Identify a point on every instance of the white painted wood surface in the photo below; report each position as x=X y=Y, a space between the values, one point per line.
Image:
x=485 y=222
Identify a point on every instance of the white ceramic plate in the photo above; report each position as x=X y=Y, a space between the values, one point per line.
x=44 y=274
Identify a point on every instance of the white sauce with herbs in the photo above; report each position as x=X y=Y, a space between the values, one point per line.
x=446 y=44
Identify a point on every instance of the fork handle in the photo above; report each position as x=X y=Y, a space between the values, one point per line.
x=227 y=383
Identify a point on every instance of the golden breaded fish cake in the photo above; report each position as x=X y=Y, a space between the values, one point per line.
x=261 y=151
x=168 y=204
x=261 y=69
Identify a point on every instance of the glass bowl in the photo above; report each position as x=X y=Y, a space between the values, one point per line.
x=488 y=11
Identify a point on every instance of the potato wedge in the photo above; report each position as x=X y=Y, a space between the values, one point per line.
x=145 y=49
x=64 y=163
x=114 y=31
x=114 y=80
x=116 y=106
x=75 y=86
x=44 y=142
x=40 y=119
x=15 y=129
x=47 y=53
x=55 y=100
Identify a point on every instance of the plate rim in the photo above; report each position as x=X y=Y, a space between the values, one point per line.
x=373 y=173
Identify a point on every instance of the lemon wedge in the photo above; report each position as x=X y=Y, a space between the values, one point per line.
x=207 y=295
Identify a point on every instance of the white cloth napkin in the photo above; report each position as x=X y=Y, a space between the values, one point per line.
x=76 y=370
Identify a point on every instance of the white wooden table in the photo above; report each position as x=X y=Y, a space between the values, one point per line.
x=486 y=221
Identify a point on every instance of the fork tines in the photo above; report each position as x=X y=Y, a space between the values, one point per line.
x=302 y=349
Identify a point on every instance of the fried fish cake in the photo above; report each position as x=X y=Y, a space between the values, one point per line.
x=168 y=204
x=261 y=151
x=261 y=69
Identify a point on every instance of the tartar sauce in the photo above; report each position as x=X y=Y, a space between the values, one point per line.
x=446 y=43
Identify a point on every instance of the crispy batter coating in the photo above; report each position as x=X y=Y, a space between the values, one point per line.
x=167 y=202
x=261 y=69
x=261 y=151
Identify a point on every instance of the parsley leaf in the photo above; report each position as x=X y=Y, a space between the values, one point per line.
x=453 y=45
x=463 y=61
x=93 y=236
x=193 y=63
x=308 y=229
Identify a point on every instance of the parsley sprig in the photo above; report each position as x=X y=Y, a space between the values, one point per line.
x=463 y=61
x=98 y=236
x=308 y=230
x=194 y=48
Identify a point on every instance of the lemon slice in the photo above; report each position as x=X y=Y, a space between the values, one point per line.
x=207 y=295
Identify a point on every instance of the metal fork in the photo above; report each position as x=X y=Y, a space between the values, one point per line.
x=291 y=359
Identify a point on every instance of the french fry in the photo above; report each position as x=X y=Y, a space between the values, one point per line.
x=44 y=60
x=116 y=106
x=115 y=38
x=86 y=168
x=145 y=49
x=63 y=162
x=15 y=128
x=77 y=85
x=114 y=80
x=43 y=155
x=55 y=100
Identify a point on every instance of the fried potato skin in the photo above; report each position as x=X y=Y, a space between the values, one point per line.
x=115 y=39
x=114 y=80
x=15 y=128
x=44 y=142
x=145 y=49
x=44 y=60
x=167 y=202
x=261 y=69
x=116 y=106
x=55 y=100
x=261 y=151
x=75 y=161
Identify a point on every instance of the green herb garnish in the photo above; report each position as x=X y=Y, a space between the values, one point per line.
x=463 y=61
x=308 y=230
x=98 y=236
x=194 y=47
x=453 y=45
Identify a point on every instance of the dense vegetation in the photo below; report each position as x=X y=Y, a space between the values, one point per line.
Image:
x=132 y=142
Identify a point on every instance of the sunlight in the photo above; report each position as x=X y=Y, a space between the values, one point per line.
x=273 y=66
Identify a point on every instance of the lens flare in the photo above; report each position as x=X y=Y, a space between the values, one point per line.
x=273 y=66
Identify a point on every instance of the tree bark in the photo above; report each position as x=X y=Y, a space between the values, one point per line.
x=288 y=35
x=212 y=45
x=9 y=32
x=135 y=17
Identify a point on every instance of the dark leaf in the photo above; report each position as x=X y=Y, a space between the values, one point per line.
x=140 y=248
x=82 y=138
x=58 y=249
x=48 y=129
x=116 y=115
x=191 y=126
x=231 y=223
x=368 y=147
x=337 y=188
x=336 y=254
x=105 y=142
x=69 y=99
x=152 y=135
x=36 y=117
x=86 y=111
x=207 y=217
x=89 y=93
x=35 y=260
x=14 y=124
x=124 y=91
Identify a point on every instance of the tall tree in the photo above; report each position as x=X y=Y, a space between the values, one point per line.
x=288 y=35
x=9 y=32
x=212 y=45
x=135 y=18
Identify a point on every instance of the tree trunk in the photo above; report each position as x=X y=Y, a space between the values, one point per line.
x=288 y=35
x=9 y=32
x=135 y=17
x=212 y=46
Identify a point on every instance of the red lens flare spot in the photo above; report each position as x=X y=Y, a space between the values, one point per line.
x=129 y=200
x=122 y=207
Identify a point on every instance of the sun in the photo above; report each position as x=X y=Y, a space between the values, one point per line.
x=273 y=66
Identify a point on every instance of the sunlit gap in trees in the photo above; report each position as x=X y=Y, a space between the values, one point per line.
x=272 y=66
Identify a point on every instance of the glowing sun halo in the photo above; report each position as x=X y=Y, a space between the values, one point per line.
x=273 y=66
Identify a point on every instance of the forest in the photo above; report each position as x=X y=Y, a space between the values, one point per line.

• **PROBLEM STATEMENT**
Every record is to be repeated exactly as it stands above.

• **EXERCISE RESPONSE**
Identify a point on every instance of the white painted wood surface in the photo below; report each position as x=X y=Y, a space between the values, one point per line.
Image:
x=485 y=222
Identify a point on every instance of the white ceramic plate in the photo above; report each position as x=X y=Y, a space between the values, one point per line.
x=44 y=274
Identify a point on every instance of the white sauce with herbs in the photo above; report each position as x=X y=Y, a space between the values, one point per line.
x=446 y=44
Identify a point on every instance of the fork handle in the photo above; report each position as x=X y=Y, a space between the values, one point per line.
x=227 y=383
Identify a point on every instance of the golden breaded fish cake in the photo above; report each position as x=X y=Y, a space between the values, one point per line.
x=261 y=151
x=168 y=204
x=261 y=69
Identify a point on every instance of the glass bowl in the photo above; report each position as x=X y=Y, a space between the values, one point per line.
x=488 y=11
Identify a point on every instance of the potato wedge in the photo above; report each position as x=X y=Y, a space between the values, one point per line.
x=145 y=49
x=64 y=163
x=114 y=31
x=114 y=80
x=116 y=106
x=75 y=86
x=44 y=142
x=40 y=119
x=15 y=129
x=47 y=53
x=55 y=100
Identify a point on every instance of the plate rim in the photo above; report each position as x=X y=Y, a space between the values, one point per line.
x=373 y=173
Identify a point on every instance of the lemon wedge in the photo above; report each position as x=X y=Y, a space between the values, one point per line.
x=207 y=295
Identify a point on every instance of the white cloth napkin in the photo above; report each position as x=X y=Y, a space between the values, one point per line.
x=76 y=370
Identify a point on every instance of the white wooden table in the photo above; report each position as x=X y=Y, a space between the values, one point per line.
x=486 y=221
Identify a point on every instance of the fork tines in the photo above; report each position as x=X y=Y, a space between the values, one point per line.
x=302 y=349
Identify a point on every instance of the fried fish cake in the photo above; report each position as x=X y=Y, a space between the values, one point per line.
x=168 y=204
x=261 y=151
x=261 y=69
Identify a point on every instance of the tartar sauce in the photo above; report each position as x=X y=Y, a space between the values, one point per line.
x=446 y=43
Identify a point on every instance of the crispy batter coating in the photo above; report each position as x=X y=Y, a space between the values, one point per line.
x=167 y=202
x=261 y=69
x=261 y=151
Identify a point on every instance of the parsley leaf in the photo above; report each position as x=X y=Y, a space between the values, one point per line.
x=453 y=45
x=463 y=61
x=93 y=236
x=193 y=63
x=308 y=229
Identify a point on every instance of the parsley sprig in the photo above; report each position as x=X y=Y, a space between the values, one point per line.
x=463 y=61
x=98 y=236
x=308 y=230
x=194 y=48
Identify a point on every instance of the lemon slice in the photo above; report each position as x=X y=Y, a space between the values, one point per line.
x=207 y=295
Identify a point on every instance of the metal fork in the photo above; report each position as x=X y=Y, a space between the values, one point per line.
x=291 y=359
Identify a point on every instance of the french fry in the photo above; report each position as x=X y=Y, a space between the values, one point per line.
x=44 y=60
x=116 y=106
x=115 y=38
x=86 y=168
x=145 y=49
x=63 y=162
x=15 y=128
x=77 y=85
x=114 y=80
x=43 y=155
x=55 y=100
Identify a point on every instance of the fried potato skin in the photo above; report each position as x=X y=Y, a space between the values, one point per line.
x=115 y=39
x=114 y=80
x=15 y=128
x=44 y=142
x=145 y=49
x=44 y=60
x=167 y=202
x=261 y=69
x=116 y=106
x=55 y=100
x=261 y=151
x=75 y=161
Identify a point on every instance of the green herb garnish in the photo above; report each position as x=X y=Y, a space between the values, one point per line.
x=463 y=61
x=308 y=230
x=98 y=236
x=194 y=47
x=453 y=45
Identify a point on every instance of the dense vegetation in the photo below; report each position as x=X y=Y, a space between the values, one point per line.
Image:
x=132 y=142
Identify a point on every instance of the sunlight in the photo above; report each position as x=X y=Y, a space between the values, one point per line.
x=273 y=66
Identify a point on every instance of the lens flare in the photo above; report each position as x=X y=Y, a space between the values, one point per line.
x=273 y=66
Identify a point on every instance of the tree bark in the photo above; report each position as x=X y=Y, a space between the values, one point per line.
x=288 y=35
x=212 y=45
x=9 y=32
x=135 y=17
Identify a point on every instance of the dark leaf in the photo above; report each position as x=X y=Y, a space between the values, one point per line.
x=140 y=248
x=82 y=138
x=58 y=249
x=48 y=129
x=116 y=115
x=191 y=126
x=231 y=223
x=368 y=147
x=337 y=188
x=336 y=254
x=105 y=142
x=69 y=99
x=152 y=135
x=36 y=117
x=86 y=111
x=207 y=217
x=89 y=93
x=35 y=260
x=14 y=124
x=124 y=91
Identify a point on every instance of the tall tree in the photo above; report each position as x=X y=Y, a space between the values, one point per line.
x=288 y=35
x=9 y=32
x=212 y=45
x=135 y=18
Identify a point on every instance of the tree trunk in the photo above; report each position as x=X y=Y, a space between the values, one point per line.
x=288 y=35
x=9 y=32
x=135 y=17
x=212 y=46
Identify a point on every instance of the red lens flare spot in the photo above; report each position as x=X y=Y, a space between the values, one point per line.
x=129 y=200
x=122 y=207
Identify a point on every instance of the sun in the photo above; report each position as x=X y=Y, a space between the values, one point per line.
x=273 y=66
Identify a point on every instance of the sunlit gap in trees in the photo above; report each position as x=X y=Y, a space between the values, one point per line.
x=272 y=66
Identify a point on every instance of the glowing sun halo in the photo above; report each position as x=X y=Y, a space between the values, one point per line.
x=273 y=66
Identify a point on every instance of the forest in the photo above; report each position as x=X y=Y, a space between the values, one point per line.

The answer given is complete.